Task requirements
How many lines of the data below contain the string "student"? Case counts. Reply with the number alone.

Material to process
• • •
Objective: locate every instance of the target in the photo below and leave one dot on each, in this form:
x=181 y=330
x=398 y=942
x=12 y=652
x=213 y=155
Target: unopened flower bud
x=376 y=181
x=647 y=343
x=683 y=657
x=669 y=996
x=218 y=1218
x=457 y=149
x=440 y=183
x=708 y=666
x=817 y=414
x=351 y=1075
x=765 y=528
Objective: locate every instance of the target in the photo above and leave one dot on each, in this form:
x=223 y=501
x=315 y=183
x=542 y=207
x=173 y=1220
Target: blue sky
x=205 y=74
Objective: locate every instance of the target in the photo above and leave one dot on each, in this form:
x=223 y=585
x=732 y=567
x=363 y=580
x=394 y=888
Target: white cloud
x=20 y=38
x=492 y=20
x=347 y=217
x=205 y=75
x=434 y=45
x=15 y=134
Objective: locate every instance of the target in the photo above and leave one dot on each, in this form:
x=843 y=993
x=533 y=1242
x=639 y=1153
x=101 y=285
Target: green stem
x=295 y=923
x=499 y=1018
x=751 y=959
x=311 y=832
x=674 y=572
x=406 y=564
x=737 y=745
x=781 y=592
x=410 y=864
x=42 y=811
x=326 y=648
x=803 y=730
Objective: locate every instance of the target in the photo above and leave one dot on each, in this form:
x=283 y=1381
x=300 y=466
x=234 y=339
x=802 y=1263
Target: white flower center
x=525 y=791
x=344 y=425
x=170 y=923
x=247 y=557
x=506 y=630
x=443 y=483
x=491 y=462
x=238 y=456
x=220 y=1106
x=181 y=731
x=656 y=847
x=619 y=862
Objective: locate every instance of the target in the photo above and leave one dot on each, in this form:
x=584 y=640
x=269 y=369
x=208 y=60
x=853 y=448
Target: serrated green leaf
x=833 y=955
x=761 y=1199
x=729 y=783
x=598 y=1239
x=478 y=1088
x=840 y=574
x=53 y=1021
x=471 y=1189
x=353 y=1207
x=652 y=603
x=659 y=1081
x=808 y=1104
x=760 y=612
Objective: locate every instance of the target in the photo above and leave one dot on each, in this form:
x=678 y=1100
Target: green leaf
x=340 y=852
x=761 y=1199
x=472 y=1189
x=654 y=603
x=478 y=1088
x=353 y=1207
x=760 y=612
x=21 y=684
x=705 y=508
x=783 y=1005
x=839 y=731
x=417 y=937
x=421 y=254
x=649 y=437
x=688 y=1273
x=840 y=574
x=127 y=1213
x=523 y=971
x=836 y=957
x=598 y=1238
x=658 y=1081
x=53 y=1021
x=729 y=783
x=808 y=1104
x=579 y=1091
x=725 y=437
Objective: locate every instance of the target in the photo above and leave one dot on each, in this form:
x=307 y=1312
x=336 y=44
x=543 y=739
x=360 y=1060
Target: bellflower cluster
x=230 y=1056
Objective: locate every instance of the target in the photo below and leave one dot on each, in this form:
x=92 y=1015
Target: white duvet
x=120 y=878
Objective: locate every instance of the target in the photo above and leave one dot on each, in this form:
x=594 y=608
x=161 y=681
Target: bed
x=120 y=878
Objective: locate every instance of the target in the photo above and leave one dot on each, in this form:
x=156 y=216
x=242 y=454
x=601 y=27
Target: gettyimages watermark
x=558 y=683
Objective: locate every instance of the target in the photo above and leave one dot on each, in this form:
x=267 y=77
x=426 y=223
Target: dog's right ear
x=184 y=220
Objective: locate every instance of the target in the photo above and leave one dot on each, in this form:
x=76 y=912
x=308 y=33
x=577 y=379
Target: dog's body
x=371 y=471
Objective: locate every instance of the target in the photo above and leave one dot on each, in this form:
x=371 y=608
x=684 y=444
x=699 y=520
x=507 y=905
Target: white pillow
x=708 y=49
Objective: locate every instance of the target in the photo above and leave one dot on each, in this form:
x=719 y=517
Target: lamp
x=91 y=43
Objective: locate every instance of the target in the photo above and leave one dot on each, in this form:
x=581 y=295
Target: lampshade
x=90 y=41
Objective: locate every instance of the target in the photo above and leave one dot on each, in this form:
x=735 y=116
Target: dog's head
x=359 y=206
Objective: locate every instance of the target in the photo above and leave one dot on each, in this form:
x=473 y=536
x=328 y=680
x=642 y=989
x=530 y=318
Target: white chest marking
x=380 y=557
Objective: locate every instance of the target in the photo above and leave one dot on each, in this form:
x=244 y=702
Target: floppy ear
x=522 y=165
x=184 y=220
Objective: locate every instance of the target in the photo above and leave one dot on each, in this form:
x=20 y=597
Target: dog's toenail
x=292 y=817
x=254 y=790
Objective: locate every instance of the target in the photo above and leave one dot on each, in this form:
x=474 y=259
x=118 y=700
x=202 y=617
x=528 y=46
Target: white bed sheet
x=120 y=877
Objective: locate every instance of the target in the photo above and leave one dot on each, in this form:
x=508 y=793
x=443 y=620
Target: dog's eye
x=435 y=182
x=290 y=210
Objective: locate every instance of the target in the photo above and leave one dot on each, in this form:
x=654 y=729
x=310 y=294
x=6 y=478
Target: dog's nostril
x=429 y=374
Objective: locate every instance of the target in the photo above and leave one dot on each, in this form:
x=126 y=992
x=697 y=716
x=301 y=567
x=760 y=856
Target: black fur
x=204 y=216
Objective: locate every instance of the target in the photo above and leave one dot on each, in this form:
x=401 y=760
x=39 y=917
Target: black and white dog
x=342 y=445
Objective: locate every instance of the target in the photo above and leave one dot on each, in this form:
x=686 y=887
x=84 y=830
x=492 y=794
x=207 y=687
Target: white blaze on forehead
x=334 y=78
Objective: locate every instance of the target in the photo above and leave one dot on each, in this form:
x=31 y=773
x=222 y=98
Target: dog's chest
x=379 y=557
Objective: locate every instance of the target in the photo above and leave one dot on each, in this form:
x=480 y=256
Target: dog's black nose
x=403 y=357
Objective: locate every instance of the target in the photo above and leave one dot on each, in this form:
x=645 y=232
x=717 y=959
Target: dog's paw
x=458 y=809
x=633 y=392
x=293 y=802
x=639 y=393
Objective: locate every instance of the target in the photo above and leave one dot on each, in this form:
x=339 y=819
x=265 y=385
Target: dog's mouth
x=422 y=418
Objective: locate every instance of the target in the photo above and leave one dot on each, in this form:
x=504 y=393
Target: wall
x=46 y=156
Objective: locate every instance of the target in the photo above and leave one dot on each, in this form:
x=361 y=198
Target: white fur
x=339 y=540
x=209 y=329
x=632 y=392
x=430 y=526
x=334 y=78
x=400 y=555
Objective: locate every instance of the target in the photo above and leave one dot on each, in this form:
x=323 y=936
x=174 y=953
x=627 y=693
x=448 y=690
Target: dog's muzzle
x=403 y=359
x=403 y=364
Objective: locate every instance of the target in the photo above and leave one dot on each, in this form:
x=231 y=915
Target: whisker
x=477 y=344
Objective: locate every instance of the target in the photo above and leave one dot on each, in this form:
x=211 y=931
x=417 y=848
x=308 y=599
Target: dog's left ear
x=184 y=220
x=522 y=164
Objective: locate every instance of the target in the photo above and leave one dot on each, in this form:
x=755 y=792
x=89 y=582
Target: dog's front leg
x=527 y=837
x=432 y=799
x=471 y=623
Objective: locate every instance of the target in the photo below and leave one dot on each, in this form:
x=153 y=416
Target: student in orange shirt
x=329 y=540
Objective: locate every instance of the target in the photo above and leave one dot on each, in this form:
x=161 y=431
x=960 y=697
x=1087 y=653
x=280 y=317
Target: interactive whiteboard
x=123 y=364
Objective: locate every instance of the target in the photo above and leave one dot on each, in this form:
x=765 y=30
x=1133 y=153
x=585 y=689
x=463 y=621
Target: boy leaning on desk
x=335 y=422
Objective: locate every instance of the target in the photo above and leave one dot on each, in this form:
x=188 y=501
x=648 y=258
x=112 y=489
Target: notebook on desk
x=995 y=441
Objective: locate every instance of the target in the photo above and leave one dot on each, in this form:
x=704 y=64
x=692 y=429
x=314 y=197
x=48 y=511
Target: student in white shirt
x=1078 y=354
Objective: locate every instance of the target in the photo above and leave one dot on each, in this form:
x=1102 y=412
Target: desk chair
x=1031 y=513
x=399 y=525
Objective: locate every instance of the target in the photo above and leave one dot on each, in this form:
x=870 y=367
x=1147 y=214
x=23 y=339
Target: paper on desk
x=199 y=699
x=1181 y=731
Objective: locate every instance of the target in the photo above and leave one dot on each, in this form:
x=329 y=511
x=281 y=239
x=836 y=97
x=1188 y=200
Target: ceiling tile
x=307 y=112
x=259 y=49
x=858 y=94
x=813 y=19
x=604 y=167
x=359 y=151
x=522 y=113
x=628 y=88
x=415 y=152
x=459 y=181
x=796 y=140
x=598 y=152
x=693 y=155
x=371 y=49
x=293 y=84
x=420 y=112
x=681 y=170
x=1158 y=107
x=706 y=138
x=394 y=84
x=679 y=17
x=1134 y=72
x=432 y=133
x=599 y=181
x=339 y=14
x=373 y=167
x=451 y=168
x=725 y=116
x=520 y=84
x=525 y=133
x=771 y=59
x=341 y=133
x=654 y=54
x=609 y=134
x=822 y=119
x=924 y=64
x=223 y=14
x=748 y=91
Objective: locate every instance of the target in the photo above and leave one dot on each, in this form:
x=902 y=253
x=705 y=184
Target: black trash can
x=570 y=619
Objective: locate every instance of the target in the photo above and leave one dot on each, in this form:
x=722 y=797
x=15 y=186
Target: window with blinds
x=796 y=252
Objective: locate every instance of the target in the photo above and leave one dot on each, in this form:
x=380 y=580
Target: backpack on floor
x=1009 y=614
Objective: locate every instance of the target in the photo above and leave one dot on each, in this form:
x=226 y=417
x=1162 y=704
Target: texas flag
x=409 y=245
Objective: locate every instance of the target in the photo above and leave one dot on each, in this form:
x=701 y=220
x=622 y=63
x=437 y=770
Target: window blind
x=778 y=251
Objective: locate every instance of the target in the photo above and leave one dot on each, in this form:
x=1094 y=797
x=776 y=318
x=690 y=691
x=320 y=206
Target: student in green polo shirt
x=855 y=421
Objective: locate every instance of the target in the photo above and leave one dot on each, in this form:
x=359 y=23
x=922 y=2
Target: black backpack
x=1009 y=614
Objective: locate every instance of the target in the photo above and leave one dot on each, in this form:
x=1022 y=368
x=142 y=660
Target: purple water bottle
• • •
Output below
3